**TEXTE FOURNI**
+---+
France | France, Cour administrative d'appel de Nancy, 2ème chambre, 19 octobre 2023, 23NC00456


Vu la procédure suivante :

Procédure contentieuse antérieure :

M. I... B... agissant en son nom propre et en sa qualité de représentant légal de son enfant C... B... a demandé au tribunal administratif de Strasbourg d'annuler la décision du 6 décembre 2021 par laquelle le directeur général de l'Office français de protection des réfugiés et des apatrides a refusé de reconnaitre le statut d'apatride pour l'enfant C... B....

Par un jugement n° 2200117 du 26 janvier 2023, le tribunal administratif de Strasbourg a rejeté sa demande.

Procédure devant la

cour :

Par une requête enregistrée le 10 février 2023, M. B..., agissant en son nom pro...

Vu la procédure suivante :

Procédure contentieuse antérieure :

M. I... B... agissant en son nom propre et en sa qualité de représentant légal de son enfant C... B... a demandé au tribunal administratif de Strasbourg d'annuler la décision du 6 décembre 2021 par laquelle le directeur général de l'Office français de protection des réfugiés et des apatrides a refusé de reconnaitre le statut d'apatride pour l'enfant C... B....

Par un jugement n° 2200117 du 26 janvier 2023, le tribunal administratif de Strasbourg a rejeté sa demande.

Procédure devant la cour :

Par une requête enregistrée le 10 février 2023, M. B..., agissant en son nom propre et en sa qualité de représentant légal de son enfant C... B..., représenté par Me Issa, demande à la cour :

1°) d'annuler ce jugement du 26 janvier 2023 ;

2°) d'annuler la décision du 6 décembre 2021 ;

3°) d'enjoindre au directeur de l'Office français de protection des réfugiés et des apatrides de reconnaitre le statut d'apatride pour l'enfant C... B... ou, à titre subsidiaire, de réexaminer sa demande dans un délai d'un mois à compter de la notification du présent arrêt.

Il soutient que :

- la décision contestée est entachée d'incompétence en ce qu'il n'est démontré ni que le directeur était empêché, ni que la délégation de signature était régulièrement publiée ;

- elle est insuffisamment motivée en fait et en droit ;

- elle est entachée d'un défaut d'examen de la situation personnelle de C... B... ;

- elle méconnaît les stipulations de l'article 1er de la convention de New-York relative au statut des apatrides dans la mesure où les parents de C... B... ne sont pas en mesure de procéder à l'enregistrement de la naissance de leur fils au D....

Par un mémoire enregistré le 20 mars 2023, l'Office français de protection des réfugiés et des apatrides, représenté par Me Cano, conclut au rejet de la requête et à ce qu'il soit mis à la charge de M. B... une somme de cinq cents euros sur le fondement de l'article L. 761-1 du code de justice administrative.

Il soutient que les moyens présentés par M. B... ne sont pas fondés.

M. B... a été admis au bénéfice de l'aide juridictionnelle totale par une décision du 22 mai 2023.

Vu les autres pièces du dossier.
+---+
**MATÉRIEL DE TRAVAIL**

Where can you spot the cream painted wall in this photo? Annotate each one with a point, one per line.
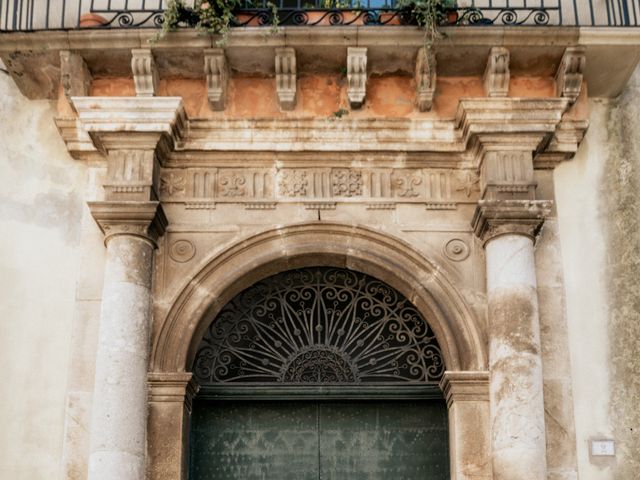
+---+
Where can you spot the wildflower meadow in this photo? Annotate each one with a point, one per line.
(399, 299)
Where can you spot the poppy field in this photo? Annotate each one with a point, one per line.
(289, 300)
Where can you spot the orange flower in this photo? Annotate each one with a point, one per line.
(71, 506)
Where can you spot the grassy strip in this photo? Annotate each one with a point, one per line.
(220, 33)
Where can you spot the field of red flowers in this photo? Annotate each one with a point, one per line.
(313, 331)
+---+
**LISTE DES TÂCHES**
a: Selon le texte, quelle somme l'Office français de protection des réfugiés et des apatrides demande-t-il de mettre à la charge de M. B... ?
b: Veuillez filtrer les lignes des entrées pour ne garder que celles qui contiennent le mot « with », en tenant compte de la casse.
Le texte et les entrées ne proviennent pas de la même source.

**RÉPONSES DES EXERCICES**
a: Une somme de cinq cents euros.

b:
Where can you spot the cream painted wall in this photo? Annotate each one with a point, one per line.
Where can you spot the wildflower meadow in this photo? Annotate each one with a point, one per line.
Where can you spot the poppy field in this photo? Annotate each one with a point, one per line.
Where can you spot the orange flower in this photo? Annotate each one with a point, one per line.
Where can you spot the grassy strip in this photo? Annotate each one with a point, one per line.
Where can you spot the field of red flowers in this photo? Annotate each one with a point, one per line.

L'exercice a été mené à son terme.